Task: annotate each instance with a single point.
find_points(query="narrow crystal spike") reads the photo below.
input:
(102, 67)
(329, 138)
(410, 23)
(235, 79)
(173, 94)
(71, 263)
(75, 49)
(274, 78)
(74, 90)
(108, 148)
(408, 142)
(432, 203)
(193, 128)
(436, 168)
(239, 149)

******

▶ [Problem to solve]
Rewrite the lines above, changing "crystal spike" to "ice needle" and leaving everything else as it is.

▶ [Correct result]
Task: annotate each instance with a single point.
find_points(query="narrow ice needle") reads the photo below.
input:
(102, 67)
(329, 138)
(410, 23)
(235, 79)
(173, 94)
(71, 263)
(75, 49)
(274, 78)
(74, 90)
(108, 148)
(408, 142)
(432, 203)
(193, 128)
(436, 168)
(239, 149)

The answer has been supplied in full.